■ Aufgabenstellung ■
Schreibe die Datensätze ab der Zeile mit „formatted like (469,112).“ einschließlich bis zu ihrem Ende erneut ab und tausche dabei „bedspread“ gegen „duvet“ aus, ohne sonst etwas zu verändern.

■ Zu bearbeitende Datensätze ■
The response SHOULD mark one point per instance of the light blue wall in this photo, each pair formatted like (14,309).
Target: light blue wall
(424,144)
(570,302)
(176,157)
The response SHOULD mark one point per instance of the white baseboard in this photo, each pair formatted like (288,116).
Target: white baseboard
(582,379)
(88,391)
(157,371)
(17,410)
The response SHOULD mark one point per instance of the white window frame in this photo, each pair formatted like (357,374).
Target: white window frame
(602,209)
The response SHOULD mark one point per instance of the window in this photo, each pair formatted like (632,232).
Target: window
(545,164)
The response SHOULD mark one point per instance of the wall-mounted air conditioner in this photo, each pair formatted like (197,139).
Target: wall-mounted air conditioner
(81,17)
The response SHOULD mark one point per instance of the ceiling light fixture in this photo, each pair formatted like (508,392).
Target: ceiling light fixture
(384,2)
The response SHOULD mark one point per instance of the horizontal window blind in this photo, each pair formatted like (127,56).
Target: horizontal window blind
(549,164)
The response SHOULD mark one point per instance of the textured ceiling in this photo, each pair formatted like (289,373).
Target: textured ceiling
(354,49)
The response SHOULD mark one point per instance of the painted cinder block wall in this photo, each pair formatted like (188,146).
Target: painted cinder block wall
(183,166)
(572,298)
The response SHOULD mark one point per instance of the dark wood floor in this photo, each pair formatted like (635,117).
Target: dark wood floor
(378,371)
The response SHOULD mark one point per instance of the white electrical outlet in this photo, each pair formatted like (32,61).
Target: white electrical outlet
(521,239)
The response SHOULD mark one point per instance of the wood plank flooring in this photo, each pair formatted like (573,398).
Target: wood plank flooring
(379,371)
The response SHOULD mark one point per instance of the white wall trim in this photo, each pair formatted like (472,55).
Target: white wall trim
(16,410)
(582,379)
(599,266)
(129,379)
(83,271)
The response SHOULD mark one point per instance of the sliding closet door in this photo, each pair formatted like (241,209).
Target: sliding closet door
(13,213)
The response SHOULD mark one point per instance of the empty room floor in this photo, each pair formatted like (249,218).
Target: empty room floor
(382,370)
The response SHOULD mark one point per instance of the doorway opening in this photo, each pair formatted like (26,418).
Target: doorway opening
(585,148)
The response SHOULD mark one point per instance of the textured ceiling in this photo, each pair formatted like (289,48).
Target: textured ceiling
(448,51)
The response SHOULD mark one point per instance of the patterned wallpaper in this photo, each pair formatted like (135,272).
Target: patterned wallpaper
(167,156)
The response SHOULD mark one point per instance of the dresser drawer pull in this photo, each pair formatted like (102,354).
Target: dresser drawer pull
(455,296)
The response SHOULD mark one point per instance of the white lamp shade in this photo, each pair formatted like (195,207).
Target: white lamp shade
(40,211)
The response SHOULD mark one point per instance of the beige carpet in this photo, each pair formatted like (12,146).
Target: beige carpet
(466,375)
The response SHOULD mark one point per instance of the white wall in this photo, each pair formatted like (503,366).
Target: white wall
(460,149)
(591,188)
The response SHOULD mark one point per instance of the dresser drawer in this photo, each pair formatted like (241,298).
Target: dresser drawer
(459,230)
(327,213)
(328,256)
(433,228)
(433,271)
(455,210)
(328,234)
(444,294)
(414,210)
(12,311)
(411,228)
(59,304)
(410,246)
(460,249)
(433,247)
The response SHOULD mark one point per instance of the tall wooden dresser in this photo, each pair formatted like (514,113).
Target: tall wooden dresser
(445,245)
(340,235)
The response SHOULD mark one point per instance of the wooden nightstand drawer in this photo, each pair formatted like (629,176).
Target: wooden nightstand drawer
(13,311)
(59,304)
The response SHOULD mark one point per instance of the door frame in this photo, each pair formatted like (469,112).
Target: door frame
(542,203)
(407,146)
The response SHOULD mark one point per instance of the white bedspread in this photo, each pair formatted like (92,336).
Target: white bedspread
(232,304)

■ Lösung der Übung ■
The response SHOULD mark one point per instance of the door frame in this photo, each pair formatted like (469,112).
Target: door frame
(542,203)
(407,146)
The response SHOULD mark one point per instance of the white duvet in this photo, each pair formatted like (92,336).
Target: white duvet
(232,304)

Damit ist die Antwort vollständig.